> TEXT BLOCK:

-------------------------

# Western Wisconsin - new passenger service?



## Steve Manfred (May 2, 2019)

In the last few months, Union Pacific has been talking with the Western Wisconsin Rail Coalition about bringing back a privately-run passenger rail service to the area, to connect St. Paul, Minnesota with Eau Claire, Wisconsin and several points in between. 

https://www.riverfallsjournal.com/n...s-track-bringing-passenger-train-through-area


----------



## Anderson (May 2, 2019)

Interesting, fascinating...and rather nebulous.

http://www.westwisconsinrail.org/plans

I have to confess...they don't do themselves a lot of credit with over-promising the Texas Central project (a 45-minute runtime was never in the cards) and there doesn't seem to be any clear discussion of the pricetag. In their favor, however, is that the initial route is short enough (90 minutes end-to-end) that you _might _be able to manage 4x/day with a single equipment set if it is bi-directional, doesn't need a lot of turning work, etc.


----------



## Eric S (May 2, 2019)

Let's see, they cite the Hoosier State as a public-private success story and claim Virginia Railway Express commuter/regional rail service is profitable. I'm somewhat surprised Union Pacific is even willing to engage with them at all, given their seemingly-tenuous grasp of reality.

I, for one, will not be holding my breath waiting for this service to begin.


----------



## bretton88 (May 2, 2019)

Eric S said:


> Let's see, they cite the Hoosier State as a public-private success story and claim Virginia Railway Express commuter/regional rail service is profitable. I'm somewhat surprised Union Pacific is even willing to engage with them at all, given their seemingly-tenuous grasp of reality.

-------------------------

> RECORD EXTRACTS:
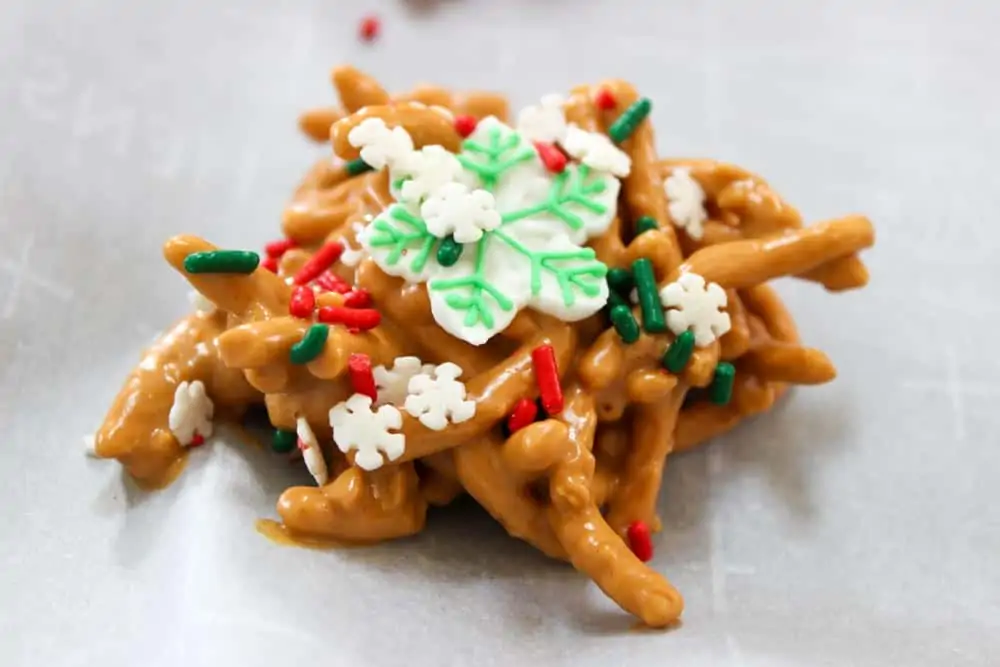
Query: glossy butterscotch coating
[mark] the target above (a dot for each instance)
(570, 484)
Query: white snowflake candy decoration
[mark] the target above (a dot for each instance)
(191, 414)
(380, 146)
(392, 384)
(596, 151)
(686, 202)
(423, 172)
(352, 256)
(357, 427)
(545, 122)
(312, 453)
(457, 210)
(534, 258)
(200, 302)
(696, 306)
(439, 399)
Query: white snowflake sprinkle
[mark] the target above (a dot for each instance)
(695, 306)
(425, 171)
(596, 151)
(356, 426)
(312, 453)
(352, 256)
(455, 209)
(440, 399)
(191, 413)
(545, 122)
(686, 202)
(200, 302)
(392, 383)
(379, 145)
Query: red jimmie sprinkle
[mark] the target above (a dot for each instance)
(358, 298)
(524, 413)
(361, 319)
(639, 541)
(369, 28)
(318, 263)
(278, 248)
(553, 158)
(360, 368)
(331, 282)
(302, 302)
(543, 358)
(465, 125)
(605, 100)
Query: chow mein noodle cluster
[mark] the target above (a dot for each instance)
(534, 311)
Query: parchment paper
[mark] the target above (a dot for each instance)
(858, 524)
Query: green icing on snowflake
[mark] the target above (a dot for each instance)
(399, 241)
(535, 258)
(498, 155)
(570, 268)
(475, 303)
(569, 187)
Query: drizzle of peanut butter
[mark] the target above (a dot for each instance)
(570, 484)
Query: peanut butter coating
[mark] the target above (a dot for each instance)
(571, 483)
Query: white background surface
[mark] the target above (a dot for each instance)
(858, 524)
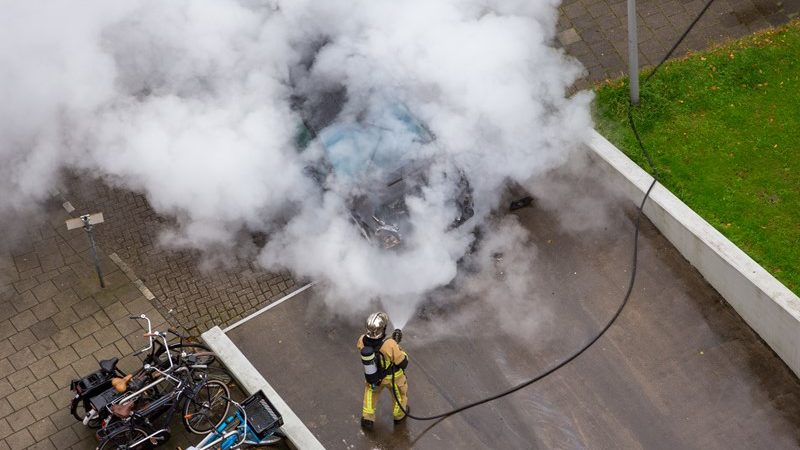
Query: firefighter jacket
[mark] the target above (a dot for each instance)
(392, 354)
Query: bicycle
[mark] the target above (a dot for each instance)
(255, 423)
(204, 403)
(94, 391)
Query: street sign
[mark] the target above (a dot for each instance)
(87, 222)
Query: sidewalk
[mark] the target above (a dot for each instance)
(596, 31)
(55, 324)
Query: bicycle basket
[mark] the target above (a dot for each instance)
(262, 417)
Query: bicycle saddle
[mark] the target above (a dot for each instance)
(121, 384)
(122, 411)
(109, 365)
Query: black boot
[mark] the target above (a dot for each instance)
(402, 419)
(367, 424)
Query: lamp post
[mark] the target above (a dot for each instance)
(88, 221)
(633, 53)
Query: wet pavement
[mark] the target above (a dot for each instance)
(679, 369)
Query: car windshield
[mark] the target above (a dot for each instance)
(379, 145)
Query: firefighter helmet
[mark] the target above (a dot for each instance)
(376, 325)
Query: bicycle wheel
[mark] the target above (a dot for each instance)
(78, 410)
(122, 439)
(207, 407)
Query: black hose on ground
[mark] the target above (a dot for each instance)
(633, 263)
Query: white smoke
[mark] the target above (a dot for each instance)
(190, 102)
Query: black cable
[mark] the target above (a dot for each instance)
(633, 264)
(678, 42)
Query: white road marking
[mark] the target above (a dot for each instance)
(268, 307)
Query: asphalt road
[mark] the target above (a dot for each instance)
(679, 369)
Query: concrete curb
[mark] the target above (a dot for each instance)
(251, 380)
(771, 309)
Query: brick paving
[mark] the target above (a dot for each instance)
(200, 298)
(595, 31)
(55, 324)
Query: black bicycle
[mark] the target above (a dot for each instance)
(137, 421)
(95, 391)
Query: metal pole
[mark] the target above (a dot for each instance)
(94, 254)
(633, 53)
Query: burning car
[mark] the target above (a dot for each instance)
(377, 158)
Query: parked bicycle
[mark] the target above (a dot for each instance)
(256, 423)
(141, 419)
(94, 392)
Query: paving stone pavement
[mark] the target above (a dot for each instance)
(595, 31)
(201, 298)
(55, 324)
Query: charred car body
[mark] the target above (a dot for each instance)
(377, 158)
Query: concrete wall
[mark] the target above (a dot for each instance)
(771, 309)
(298, 435)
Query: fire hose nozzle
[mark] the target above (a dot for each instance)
(397, 335)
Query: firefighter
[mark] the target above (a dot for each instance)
(381, 355)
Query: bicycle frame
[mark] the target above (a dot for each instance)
(229, 439)
(171, 400)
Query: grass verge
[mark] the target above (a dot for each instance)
(723, 128)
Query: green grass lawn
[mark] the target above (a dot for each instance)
(723, 128)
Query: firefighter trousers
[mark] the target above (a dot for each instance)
(371, 397)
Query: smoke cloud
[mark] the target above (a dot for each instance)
(194, 103)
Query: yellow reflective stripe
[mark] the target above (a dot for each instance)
(397, 412)
(367, 407)
(397, 373)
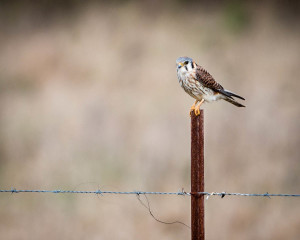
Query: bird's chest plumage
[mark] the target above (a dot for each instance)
(190, 84)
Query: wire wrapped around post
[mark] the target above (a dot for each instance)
(197, 176)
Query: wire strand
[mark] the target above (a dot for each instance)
(179, 193)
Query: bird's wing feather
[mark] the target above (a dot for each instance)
(208, 81)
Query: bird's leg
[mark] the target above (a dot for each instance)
(193, 107)
(197, 108)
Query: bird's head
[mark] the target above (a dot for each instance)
(185, 64)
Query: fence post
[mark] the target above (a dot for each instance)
(197, 176)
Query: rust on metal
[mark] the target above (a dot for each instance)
(197, 176)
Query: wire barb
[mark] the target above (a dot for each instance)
(179, 193)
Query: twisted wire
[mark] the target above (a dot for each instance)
(182, 193)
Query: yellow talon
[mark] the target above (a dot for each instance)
(193, 107)
(197, 108)
(197, 111)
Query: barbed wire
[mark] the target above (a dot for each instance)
(181, 192)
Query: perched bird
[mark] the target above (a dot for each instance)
(199, 84)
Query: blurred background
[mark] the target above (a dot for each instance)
(89, 99)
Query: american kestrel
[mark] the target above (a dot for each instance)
(199, 84)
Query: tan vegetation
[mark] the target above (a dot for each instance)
(91, 100)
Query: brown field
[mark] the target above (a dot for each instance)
(89, 99)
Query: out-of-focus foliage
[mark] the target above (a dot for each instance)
(89, 99)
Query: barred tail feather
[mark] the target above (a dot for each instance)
(234, 102)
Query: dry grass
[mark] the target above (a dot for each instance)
(93, 97)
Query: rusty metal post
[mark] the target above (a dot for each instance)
(197, 176)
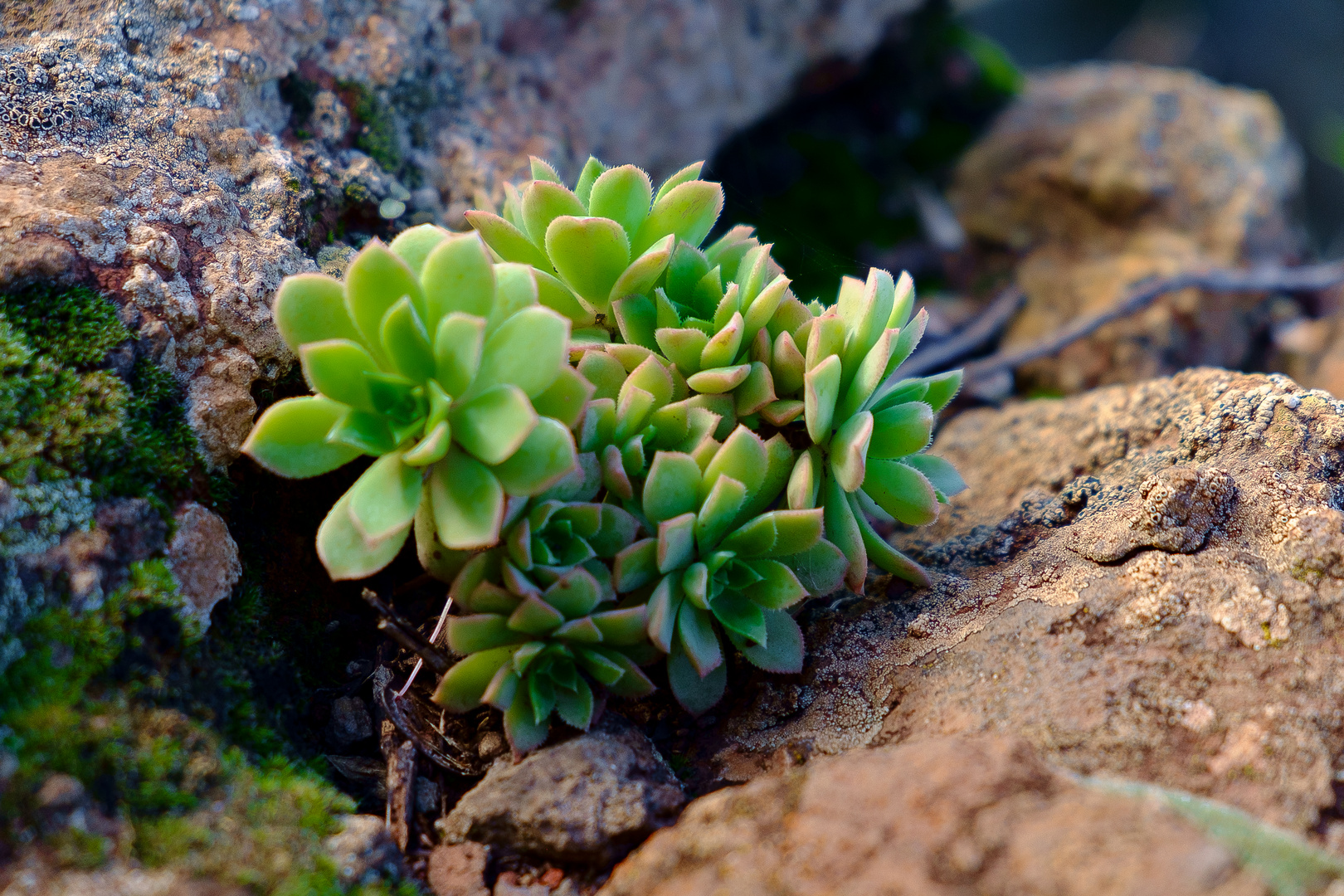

-------------------------

> WHAT TO WORK ON:
A. Can you update the passenger rail thread, giving everything from "## Anderson (May" down to "turning work, etc." again with "equipment set" changed to "trainset"?
B. Could you take the Western Wisconsin passenger rail thread further, picking up right after its last line?
The entries have no role in any of this.

> THE RESPONSES:
A.
## Anderson (May 2, 2019)

Interesting, fascinating...and rather nebulous.

http://www.westwisconsinrail.org/plans

I have to confess...they don't do themselves a lot of credit with over-promising the Texas Central project (a 45-minute runtime was never in the cards) and there doesn't seem to be any clear discussion of the pricetag. In their favor, however, is that the initial route is short enough (90 minutes end-to-end) that you _might _be able to manage 4x/day with a single trainset if it is bi-directional, doesn't need a lot of turning work, etc.

B.
> 
> I, for one, will not be holding my breath waiting for this service to begin.


The only reason I give this organization some credibility is they seem to have professionals on staff, such as regional planners from the area and UP seems to be taking them seriously. Given UP's reluctant stance towards passenger trains, I have to think they have shown UP that they have legitimate backing somewhere, along with the necessary insurance (not cheap). If I'm reading the article right, it appears that the coalition is going to be paying UP full market slot fee too.


----------



## sttom (May 3, 2019)

If this group is going to be paying full price for this, I just have to ask, how bad is the track in the area? If someone else will be paying for repairs and possibly going belly up, why wouldn't they entertain it?


----------



## cirdan (May 3, 2019)

bretton88 said:


> The only reason I give this organization some credibility is they seem to have professionals on staff, such as regional planners from the area and UP seems to be taking them seriously. Given UP's reluctant stance towards passenger trains, I have to think they have shown UP that they have legitimate backing somewhere, along with the necessary insurance (not cheap). If I'm reading the article right, it appears that the coalition is going to be paying UP full market slot fee too.



Negotiations don't cost much (especially if you send only junior staff), and it comes across as bad PR to refuse to negotiate. And UP is an organization that does care about its image, as for example its investment in its steam program shows.

I won't believe there is more to it until I actually see an agreement that specifies costs.


----------



## jis (May 3, 2019)

Yup. Just because someone showed up at a meeting does no mean a hill of beans. One has to know what their marching orders are. I have been to plenty of standards meetings, to attend which big bucks were paid up front, but where my marching orders were "make sure nothing comes of this, and do so subtly so that nothing is pinned on us".


----------



## bretton88 (May 3, 2019)

cirdan said:


> Negotiations don't cost much (especially if you send only junior staff), and it comes across as bad PR to refuse to negotiate. And UP is an organization that does care about its image, as for example its investment in its steam program shows.
> 
> I won't believe there is more to it until I actually see an agreement that specifies costs.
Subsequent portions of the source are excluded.